## Work task
Take the listing below and print exactly the lines starting at the line containing "Placement rule: one point per instance of the pink and" and ending at the line containing "column 49, row 96", both ends included, and no others.

╭─ Exercise input

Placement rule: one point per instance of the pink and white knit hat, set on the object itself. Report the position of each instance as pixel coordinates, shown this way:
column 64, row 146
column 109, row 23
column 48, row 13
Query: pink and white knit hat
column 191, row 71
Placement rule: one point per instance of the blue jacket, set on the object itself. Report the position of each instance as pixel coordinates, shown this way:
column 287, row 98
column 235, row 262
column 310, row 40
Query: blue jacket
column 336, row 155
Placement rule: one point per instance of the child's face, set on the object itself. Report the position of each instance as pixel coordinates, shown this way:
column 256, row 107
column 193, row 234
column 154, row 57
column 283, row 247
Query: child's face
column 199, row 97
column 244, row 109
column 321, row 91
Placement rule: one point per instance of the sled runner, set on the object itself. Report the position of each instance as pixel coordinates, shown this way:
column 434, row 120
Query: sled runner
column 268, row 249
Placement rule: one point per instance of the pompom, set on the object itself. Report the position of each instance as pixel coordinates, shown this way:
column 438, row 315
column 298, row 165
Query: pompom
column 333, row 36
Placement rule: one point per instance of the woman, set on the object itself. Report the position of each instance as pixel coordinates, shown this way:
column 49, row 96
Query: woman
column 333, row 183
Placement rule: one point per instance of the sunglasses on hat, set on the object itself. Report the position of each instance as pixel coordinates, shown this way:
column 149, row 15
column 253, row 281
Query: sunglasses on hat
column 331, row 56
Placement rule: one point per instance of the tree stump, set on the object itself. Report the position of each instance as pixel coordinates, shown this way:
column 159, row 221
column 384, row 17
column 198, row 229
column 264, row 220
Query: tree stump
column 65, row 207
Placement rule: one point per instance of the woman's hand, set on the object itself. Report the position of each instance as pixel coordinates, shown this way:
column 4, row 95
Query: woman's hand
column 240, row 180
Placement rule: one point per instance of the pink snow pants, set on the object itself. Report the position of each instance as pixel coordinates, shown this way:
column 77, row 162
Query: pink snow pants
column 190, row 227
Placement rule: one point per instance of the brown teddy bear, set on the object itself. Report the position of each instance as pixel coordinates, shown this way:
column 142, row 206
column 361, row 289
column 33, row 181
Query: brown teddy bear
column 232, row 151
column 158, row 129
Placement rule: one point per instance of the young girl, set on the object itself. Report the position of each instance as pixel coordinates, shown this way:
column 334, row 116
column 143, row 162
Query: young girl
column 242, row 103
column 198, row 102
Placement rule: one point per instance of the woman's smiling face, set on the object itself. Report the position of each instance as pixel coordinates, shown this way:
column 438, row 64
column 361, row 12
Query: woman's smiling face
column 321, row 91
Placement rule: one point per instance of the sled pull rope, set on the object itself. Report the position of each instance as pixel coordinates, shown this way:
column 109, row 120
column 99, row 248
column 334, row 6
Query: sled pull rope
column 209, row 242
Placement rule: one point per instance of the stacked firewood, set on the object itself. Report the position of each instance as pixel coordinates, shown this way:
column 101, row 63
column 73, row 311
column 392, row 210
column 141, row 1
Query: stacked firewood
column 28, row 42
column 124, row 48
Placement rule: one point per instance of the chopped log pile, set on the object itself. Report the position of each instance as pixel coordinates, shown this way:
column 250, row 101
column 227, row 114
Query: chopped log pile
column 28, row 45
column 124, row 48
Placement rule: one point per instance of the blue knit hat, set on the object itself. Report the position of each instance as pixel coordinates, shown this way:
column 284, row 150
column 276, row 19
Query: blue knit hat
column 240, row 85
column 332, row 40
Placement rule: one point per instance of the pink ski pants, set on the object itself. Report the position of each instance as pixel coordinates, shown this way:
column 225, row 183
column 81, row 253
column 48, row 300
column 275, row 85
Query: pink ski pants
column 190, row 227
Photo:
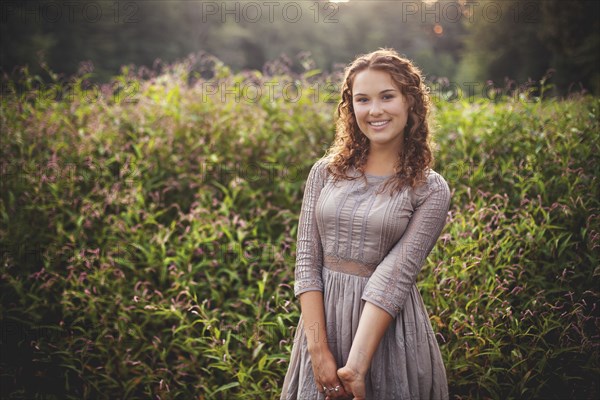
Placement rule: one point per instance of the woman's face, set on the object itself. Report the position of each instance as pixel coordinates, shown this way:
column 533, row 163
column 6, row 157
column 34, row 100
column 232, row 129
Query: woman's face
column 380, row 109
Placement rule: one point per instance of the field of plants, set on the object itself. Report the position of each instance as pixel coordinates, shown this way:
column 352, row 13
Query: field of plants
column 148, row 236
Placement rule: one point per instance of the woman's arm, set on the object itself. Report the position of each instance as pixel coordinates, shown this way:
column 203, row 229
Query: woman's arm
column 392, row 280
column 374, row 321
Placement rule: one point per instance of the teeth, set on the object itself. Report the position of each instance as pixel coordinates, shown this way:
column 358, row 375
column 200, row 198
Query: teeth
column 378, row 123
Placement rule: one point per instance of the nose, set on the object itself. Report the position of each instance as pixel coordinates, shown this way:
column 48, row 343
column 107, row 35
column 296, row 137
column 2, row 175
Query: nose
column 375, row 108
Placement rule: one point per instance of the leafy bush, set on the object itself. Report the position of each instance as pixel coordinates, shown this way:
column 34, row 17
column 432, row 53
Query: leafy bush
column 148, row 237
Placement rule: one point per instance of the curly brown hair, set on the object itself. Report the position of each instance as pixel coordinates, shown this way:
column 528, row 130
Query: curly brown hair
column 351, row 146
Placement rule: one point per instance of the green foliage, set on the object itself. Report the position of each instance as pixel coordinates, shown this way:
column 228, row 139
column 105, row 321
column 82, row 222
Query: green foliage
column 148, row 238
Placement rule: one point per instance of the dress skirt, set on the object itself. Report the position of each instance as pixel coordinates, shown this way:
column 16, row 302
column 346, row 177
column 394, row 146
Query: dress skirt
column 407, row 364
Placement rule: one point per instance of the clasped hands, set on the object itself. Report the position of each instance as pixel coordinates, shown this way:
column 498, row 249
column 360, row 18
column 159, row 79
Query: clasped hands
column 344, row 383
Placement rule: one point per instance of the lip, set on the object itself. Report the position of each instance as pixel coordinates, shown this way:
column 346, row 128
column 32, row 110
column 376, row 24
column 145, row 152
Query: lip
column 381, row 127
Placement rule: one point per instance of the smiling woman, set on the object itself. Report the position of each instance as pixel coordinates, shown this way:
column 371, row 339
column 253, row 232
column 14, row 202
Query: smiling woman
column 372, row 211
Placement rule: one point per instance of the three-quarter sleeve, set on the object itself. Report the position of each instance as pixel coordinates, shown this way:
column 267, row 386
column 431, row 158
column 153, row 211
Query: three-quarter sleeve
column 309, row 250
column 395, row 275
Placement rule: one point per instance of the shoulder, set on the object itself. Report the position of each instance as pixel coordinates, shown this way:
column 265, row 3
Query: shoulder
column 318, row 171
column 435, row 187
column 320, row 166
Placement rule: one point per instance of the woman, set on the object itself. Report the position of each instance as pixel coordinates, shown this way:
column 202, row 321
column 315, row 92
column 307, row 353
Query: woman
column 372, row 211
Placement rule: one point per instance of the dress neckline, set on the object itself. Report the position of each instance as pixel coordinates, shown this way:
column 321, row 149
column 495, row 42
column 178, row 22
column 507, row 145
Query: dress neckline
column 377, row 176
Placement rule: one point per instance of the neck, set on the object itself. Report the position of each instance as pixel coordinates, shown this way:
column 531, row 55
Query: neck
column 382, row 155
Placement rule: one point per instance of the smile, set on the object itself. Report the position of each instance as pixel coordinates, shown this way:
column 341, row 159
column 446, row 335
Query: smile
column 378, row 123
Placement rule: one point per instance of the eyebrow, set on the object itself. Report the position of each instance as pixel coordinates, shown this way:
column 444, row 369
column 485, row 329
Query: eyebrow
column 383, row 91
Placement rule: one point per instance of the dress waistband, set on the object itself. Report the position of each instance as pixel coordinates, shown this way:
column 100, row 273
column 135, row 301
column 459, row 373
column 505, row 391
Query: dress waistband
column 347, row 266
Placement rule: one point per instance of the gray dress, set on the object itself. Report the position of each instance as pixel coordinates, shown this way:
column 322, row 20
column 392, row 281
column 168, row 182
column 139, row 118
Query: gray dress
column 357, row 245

╰─
╭─ Exercise input

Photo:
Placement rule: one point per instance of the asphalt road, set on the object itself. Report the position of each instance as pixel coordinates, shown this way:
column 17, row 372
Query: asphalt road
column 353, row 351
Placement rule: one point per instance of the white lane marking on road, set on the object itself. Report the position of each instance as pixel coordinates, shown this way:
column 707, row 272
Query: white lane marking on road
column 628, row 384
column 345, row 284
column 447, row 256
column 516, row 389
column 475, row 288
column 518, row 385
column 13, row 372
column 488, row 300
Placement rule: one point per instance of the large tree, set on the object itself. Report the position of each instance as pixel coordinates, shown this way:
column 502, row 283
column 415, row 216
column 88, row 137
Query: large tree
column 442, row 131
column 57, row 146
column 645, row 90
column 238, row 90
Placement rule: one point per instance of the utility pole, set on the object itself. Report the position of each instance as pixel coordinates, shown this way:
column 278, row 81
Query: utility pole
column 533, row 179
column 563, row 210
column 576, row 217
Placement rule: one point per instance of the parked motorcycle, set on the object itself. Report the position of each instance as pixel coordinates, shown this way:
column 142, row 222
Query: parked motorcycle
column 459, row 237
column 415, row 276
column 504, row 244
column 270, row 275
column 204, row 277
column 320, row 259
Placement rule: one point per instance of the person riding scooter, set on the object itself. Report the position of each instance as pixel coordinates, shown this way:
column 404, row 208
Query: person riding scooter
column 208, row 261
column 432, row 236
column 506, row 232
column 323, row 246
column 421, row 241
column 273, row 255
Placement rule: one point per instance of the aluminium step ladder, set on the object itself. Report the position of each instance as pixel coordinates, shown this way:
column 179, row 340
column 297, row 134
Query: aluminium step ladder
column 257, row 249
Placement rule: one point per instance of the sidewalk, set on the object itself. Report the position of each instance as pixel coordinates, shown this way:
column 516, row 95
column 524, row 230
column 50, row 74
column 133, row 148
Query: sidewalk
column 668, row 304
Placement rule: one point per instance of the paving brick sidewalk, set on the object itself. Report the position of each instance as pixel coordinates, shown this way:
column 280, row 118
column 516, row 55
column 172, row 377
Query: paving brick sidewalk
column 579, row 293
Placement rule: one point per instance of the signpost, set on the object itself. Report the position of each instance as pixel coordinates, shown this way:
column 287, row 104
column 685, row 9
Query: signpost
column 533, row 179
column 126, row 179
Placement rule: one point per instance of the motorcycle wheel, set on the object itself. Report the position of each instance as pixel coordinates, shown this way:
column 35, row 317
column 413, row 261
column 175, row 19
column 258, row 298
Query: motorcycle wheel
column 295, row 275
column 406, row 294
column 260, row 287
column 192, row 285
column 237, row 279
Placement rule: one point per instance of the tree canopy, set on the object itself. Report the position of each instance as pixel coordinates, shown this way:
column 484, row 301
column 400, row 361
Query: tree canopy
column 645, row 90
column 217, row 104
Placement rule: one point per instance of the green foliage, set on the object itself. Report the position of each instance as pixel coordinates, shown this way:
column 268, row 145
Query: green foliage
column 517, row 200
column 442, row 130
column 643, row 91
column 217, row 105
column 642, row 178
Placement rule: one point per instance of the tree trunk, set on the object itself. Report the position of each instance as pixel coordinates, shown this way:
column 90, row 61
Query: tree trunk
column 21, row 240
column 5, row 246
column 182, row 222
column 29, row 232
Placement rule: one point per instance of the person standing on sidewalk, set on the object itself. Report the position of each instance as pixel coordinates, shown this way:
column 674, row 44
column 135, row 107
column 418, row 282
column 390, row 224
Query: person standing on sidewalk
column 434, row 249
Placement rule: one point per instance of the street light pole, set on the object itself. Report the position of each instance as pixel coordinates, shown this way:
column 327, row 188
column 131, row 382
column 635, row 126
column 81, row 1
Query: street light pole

╰─
╭─ Exercise input

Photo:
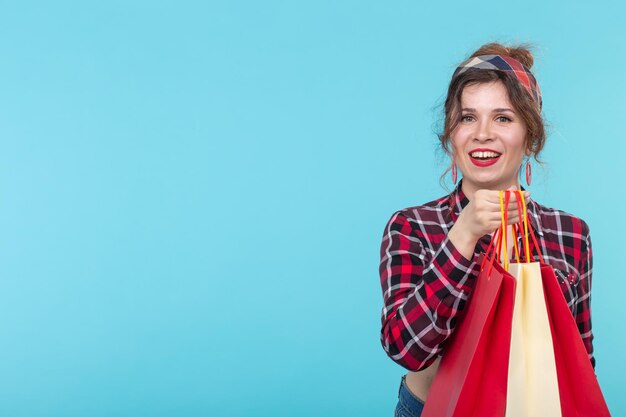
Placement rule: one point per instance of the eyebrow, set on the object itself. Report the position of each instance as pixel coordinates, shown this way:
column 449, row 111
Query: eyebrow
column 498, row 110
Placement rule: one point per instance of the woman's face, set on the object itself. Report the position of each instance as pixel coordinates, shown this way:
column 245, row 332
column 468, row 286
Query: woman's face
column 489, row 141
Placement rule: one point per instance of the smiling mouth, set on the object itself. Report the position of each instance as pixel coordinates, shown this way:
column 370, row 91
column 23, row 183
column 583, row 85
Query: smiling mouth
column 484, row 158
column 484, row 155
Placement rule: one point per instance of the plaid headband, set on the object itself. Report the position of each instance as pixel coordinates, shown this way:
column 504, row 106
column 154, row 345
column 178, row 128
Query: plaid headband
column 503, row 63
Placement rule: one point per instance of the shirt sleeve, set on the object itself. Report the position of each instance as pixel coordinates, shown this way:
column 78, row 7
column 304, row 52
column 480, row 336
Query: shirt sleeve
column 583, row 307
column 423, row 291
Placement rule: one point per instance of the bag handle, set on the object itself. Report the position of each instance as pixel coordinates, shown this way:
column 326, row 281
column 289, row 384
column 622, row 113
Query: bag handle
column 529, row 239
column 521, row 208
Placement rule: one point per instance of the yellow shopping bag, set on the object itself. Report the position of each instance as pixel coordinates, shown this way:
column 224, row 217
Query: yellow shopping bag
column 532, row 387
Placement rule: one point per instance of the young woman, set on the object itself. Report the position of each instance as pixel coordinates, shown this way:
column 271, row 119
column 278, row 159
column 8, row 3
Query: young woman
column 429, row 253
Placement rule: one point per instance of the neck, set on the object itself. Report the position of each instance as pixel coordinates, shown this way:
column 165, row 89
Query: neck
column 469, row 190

╰─

## Result
Placement rule: one point per instance of the pink and white knit hat, set on the object itself. Report the position of each instance as pixel coordinates, shown this way:
column 64, row 146
column 109, row 23
column 48, row 13
Query: pink and white knit hat
column 191, row 71
Placement rule: one point per instance of the blue jacket, set on the object itself. Report the position of each instance as pixel coordinates, shown this way:
column 287, row 98
column 235, row 262
column 310, row 40
Query: blue jacket
column 336, row 155
Placement rule: one point per instance of the child's face, set on the object itself. Report the position of each instance as pixel coordinates, shown this way:
column 256, row 107
column 193, row 234
column 154, row 57
column 283, row 247
Query: child's face
column 199, row 97
column 244, row 109
column 321, row 91
Placement rule: one point per instance of the sled runner, set on the object itself. Report the position of each instance as pixel coordinates, shown this way:
column 434, row 120
Query: sled runner
column 268, row 249
Placement rule: one point per instance of the pompom, set on the object itself. Report the position of each instance as pixel coordinates, shown this way:
column 438, row 315
column 298, row 165
Query: pompom
column 333, row 36
Placement rule: one point per instance of the woman, set on the object itself. Report the position of each instance as pixel coordinates, shown this way:
column 49, row 96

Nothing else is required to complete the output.